Objective:
Write each line of the records below as one string in a JSON list, leaving out blank lines.

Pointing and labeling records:
↓

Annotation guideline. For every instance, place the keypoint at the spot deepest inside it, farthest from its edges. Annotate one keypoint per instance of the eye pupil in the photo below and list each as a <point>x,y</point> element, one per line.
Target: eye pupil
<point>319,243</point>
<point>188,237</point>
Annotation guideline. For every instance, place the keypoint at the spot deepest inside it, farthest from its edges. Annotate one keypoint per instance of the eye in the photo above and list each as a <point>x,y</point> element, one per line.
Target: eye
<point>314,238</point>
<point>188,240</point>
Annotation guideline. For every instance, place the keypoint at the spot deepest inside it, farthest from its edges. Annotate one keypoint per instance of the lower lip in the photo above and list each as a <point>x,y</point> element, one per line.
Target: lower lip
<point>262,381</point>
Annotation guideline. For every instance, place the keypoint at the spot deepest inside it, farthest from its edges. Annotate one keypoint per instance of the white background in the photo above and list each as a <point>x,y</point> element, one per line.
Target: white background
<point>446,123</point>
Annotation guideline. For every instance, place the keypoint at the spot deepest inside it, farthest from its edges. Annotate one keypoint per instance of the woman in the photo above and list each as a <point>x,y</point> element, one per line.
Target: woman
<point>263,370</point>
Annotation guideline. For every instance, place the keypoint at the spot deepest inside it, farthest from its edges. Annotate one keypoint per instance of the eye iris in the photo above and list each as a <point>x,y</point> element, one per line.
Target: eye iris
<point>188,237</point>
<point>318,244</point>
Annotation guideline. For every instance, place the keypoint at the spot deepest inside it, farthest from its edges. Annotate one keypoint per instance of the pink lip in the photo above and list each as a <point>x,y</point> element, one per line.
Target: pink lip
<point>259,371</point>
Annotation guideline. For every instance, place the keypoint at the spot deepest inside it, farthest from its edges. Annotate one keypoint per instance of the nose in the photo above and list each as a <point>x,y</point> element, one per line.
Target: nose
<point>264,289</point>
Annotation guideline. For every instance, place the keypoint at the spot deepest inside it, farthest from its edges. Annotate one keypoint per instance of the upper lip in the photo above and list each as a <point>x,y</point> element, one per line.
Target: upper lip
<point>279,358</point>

↑

Result of the exercise:
[
  "Annotation guideline. For every instance, place the keypoint at the spot deepest inside it, farthest from its edges. Annotate one keypoint per instance of the eye pupil in the photo below and list each as a <point>x,y</point> element, one per line.",
  "Target: eye pupil",
  "<point>319,243</point>",
  "<point>188,237</point>",
  "Annotation guideline. For every instance, place the keypoint at the spot deepest inside it, farthest from its edges. Annotate one keypoint per instance of the eye in the photo above and list each as a <point>x,y</point> element, one per line.",
  "Target: eye",
  "<point>314,238</point>",
  "<point>188,240</point>",
  "Annotation guideline. For every instance, place the keypoint at the spot deepest inside it, farthest from its edges. Annotate one keypoint per instance of the lower lip in the photo above and list each as a <point>x,y</point> element, one per line.",
  "Target: lower lip",
  "<point>262,381</point>",
  "Annotation guideline. For every instance, place the keypoint at the spot deepest inside it, farthest from its edges. Annotate one keypoint per instance of the white background in the photo above and list each as a <point>x,y</point> element, one per line.",
  "Target: white background",
  "<point>446,123</point>",
  "Annotation guideline. For every instance, place the keypoint at the spot deepest inside it, farthest from its edges. Annotate one keypoint per instance of the woman in the photo above and list each as a <point>x,y</point> element, one per line.",
  "Target: woman",
  "<point>263,370</point>",
  "Annotation guideline. For every instance, place the keypoint at the spot deepest inside it, farthest from its edges. Annotate one keypoint per instance of the eye iris in the photo above and list each as a <point>x,y</point> element, one per line.",
  "Target: eye iris",
  "<point>188,237</point>",
  "<point>318,244</point>",
  "Annotation guideline. For every instance, place the keypoint at the spot deepest inside it, farthest from its edges. Annotate one keypoint per instance of the pink lip in the photo above and list each as a <point>x,y</point> element, one per line.",
  "Target: pink lip",
  "<point>259,371</point>",
  "Annotation guideline. For every instance, place the keypoint at the spot deepest inside it, farthest from its edges. Annotate one keypoint per instance of the nose in the photo above and list each as a <point>x,y</point> element, one per line.",
  "Target: nose",
  "<point>264,289</point>",
  "Annotation guideline. For every instance, place the keypoint at the spot deepest inside it, farthest from its edges. Annotate one keypoint per instance of the upper lip in the photo above and list each as a <point>x,y</point> element, one per line.",
  "Target: upper lip",
  "<point>279,358</point>"
]